WHAT NEEDS TO BE DONE => Copy the data from the very start through the line holding "(1133, 327)", inclusive, and put "central point" in place of "innermost point" while leaving everything else untouched.

DATA SHOWN =>
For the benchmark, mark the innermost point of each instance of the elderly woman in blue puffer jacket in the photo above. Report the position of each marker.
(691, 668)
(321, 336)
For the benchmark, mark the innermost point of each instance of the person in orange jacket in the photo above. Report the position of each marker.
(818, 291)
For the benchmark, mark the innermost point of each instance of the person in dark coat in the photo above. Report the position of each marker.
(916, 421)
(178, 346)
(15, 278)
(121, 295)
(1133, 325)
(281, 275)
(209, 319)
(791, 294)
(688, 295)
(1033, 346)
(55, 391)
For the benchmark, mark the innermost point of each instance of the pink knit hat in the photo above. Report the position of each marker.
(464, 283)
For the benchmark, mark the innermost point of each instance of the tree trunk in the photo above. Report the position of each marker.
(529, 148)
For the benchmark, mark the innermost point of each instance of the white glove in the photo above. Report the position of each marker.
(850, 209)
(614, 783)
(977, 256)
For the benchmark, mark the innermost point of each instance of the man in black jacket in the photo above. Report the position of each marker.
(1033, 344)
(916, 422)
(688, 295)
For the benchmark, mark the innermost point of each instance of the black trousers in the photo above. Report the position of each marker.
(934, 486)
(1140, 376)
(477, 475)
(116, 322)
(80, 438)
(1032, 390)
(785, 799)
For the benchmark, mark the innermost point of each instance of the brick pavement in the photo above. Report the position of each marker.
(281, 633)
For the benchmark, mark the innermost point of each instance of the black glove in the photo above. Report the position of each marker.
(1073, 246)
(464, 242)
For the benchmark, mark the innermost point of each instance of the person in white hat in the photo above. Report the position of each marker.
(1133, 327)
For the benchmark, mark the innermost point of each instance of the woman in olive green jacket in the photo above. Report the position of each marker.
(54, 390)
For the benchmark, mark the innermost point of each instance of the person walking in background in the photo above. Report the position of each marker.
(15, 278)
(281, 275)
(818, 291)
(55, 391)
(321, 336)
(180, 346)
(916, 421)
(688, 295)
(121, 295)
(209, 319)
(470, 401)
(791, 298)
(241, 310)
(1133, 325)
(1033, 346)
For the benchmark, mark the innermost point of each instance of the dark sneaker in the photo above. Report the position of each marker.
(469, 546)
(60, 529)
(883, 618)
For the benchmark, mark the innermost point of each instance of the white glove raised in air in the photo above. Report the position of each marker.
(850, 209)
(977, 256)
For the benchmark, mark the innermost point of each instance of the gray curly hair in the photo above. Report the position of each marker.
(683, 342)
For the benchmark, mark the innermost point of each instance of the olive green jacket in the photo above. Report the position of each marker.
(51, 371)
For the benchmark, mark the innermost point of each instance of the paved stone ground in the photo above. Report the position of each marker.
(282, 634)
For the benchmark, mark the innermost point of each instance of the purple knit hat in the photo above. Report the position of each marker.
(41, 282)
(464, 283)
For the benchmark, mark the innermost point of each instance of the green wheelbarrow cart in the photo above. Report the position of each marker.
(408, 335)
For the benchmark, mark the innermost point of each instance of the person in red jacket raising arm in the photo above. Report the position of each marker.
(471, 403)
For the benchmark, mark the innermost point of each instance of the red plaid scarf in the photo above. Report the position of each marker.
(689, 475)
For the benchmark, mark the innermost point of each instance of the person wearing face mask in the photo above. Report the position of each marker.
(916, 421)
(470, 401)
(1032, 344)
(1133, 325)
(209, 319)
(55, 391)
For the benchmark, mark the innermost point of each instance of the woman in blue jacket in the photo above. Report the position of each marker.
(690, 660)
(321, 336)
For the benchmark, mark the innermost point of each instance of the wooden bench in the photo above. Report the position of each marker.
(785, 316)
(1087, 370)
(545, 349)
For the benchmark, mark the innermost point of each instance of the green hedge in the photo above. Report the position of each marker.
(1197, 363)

EXERCISE ANSWER =>
For the benchmark, mark the central point of each instance of the elderly woman in blue puffer jacket in the photo above. Report the position of each marker.
(691, 668)
(321, 336)
For the benchmark, mark the central point of each instance of the person in orange jacket in the photo above. Report the position of each marker.
(818, 291)
For the benchmark, mark the central point of each instance of the person in dark coat in the photo above. Report the position of each marker.
(916, 421)
(178, 346)
(15, 278)
(121, 295)
(1133, 325)
(281, 275)
(209, 319)
(791, 294)
(688, 295)
(1033, 346)
(55, 391)
For the benchmark, mark the central point of each instance of the pink knit hat in the photo above. Report the position of each marker.
(464, 283)
For the benchmark, mark the central point of each instance of the tree trunk in the photo above. Report the position of each marker.
(529, 148)
For the benchmark, mark the central point of each instance of the white glove in the photo above. Report the position of each marker.
(850, 209)
(614, 783)
(977, 256)
For the benchmark, mark the central point of each instance of the man in black jacket in the photo above. Report the position of each marker.
(1033, 344)
(916, 422)
(688, 295)
For the benchmark, mark the central point of each instance of the black trousers in the photo above. Report the position of each marker.
(934, 486)
(1140, 376)
(477, 475)
(116, 322)
(80, 438)
(1032, 390)
(785, 799)
For the benchmark, mark the central point of each instance of the brick pavement in the photo above. Report the position of each marker.
(281, 633)
For the benchmark, mark the central point of each instance of the black glove in the photo above. Report the position of each marker.
(1073, 246)
(464, 242)
For the benchmark, mark the central point of each instance of the person in white hat in the photo above. Report the position of each marker.
(1133, 327)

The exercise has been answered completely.